Collected data:
>>>>>
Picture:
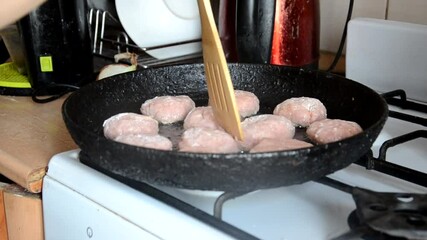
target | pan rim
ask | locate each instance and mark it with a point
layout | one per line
(316, 147)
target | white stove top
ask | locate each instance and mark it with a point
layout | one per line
(81, 203)
(306, 211)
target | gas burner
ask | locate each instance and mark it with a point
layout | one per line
(365, 232)
(392, 216)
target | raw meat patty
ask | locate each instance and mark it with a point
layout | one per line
(129, 123)
(332, 130)
(271, 145)
(263, 126)
(201, 117)
(205, 140)
(168, 109)
(302, 111)
(147, 141)
(247, 103)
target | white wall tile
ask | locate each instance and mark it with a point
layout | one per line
<<<<<
PROBLEM TO WORK ON
A word-for-word copy of the records is needed, with no pictures carried over.

REPLY
Picture:
target | pan rim
ask | locate each instance and mark it with a point
layout | one per line
(316, 147)
target | white stove top
ask | locate each instance and mark it with a point
layout | one per line
(81, 203)
(306, 211)
target | gas burner
ask | locate each instance and mark it with a point
layout | one per line
(365, 232)
(392, 216)
target | raw meat patty
ask | locate each instance and mark it with a point
layout | one per line
(129, 123)
(332, 130)
(271, 145)
(263, 126)
(201, 117)
(205, 140)
(168, 109)
(302, 111)
(147, 141)
(247, 103)
target | white wall tile
ask | locate each instance and mark it with a point
layout | one per line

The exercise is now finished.